- GOAL OF THE EXERCISE
Give back exactly the lines from the one holding "Target: white sneaker" to the last line of the entries, both included, and nothing more.

Natural-language object grounding data:
◇ ◇ ◇ ◇ ◇ ◇ ◇
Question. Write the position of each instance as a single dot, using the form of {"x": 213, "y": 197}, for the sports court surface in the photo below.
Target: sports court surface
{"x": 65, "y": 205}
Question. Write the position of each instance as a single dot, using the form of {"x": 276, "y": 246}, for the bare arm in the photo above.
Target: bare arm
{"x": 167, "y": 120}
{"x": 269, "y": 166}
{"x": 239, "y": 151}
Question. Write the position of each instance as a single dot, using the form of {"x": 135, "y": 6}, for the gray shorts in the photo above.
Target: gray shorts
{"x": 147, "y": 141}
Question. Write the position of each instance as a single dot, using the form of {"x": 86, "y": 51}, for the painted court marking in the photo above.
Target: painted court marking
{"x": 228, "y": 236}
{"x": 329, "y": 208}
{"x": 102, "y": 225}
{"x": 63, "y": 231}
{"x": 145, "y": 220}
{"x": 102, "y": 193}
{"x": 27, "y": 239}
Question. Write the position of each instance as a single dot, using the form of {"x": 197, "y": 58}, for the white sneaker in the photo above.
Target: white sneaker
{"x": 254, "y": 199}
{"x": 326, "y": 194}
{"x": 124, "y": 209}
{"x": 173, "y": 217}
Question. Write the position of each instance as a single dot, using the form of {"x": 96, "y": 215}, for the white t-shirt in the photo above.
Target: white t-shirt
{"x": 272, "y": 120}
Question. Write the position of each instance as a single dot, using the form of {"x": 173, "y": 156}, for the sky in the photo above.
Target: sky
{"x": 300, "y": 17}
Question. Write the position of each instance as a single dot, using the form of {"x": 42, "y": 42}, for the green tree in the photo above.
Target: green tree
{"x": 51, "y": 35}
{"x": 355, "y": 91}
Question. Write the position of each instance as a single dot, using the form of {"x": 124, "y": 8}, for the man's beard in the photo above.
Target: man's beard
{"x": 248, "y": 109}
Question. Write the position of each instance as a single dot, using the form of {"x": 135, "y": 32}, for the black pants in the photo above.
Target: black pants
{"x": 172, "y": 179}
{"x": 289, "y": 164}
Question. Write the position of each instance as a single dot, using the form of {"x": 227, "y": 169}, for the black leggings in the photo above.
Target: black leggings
◇ ◇ ◇ ◇ ◇ ◇ ◇
- RESULT OF THIS EXERCISE
Target: white sneaker
{"x": 254, "y": 199}
{"x": 326, "y": 194}
{"x": 124, "y": 209}
{"x": 173, "y": 217}
Question. Write the position of each instance as a single dot, using the form of {"x": 96, "y": 215}, for the white t-shirt in the photo above.
Target: white t-shirt
{"x": 272, "y": 120}
Question. Write the position of each instance as a single dot, using the form of {"x": 173, "y": 156}, for the sky in the photo above.
Target: sky
{"x": 300, "y": 17}
Question. Write the position of each instance as a single dot, using the form of {"x": 42, "y": 42}, for the green tree in the photo above.
Target: green tree
{"x": 51, "y": 35}
{"x": 355, "y": 91}
Question. Write the position of each instance as a single dot, using the form of {"x": 124, "y": 8}, for the man's beard in the photo above.
Target: man's beard
{"x": 248, "y": 109}
Question. Write the position of each instance as a single dot, using the form of {"x": 135, "y": 32}, for the black pants in the photo above.
Target: black pants
{"x": 172, "y": 179}
{"x": 289, "y": 164}
Question. Write the position of each instance as a single dot, using the form of {"x": 227, "y": 169}, for the black leggings in the photo above.
Target: black leggings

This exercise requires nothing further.